Coordinate labeling data
## start

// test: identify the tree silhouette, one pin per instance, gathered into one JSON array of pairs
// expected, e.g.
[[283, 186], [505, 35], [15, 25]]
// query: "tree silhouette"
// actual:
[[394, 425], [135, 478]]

## end

What you should do.
Rename "tree silhouette" to "tree outline" wherever it occurs in the items above, and reproduce them with every other character unchanged.

Response to this task.
// test: identify the tree outline, one pin per instance, gathered into one JSON array of pairs
// expected, e.g.
[[283, 186], [505, 35], [15, 25]]
// query: "tree outline"
// actual:
[[394, 425], [135, 478]]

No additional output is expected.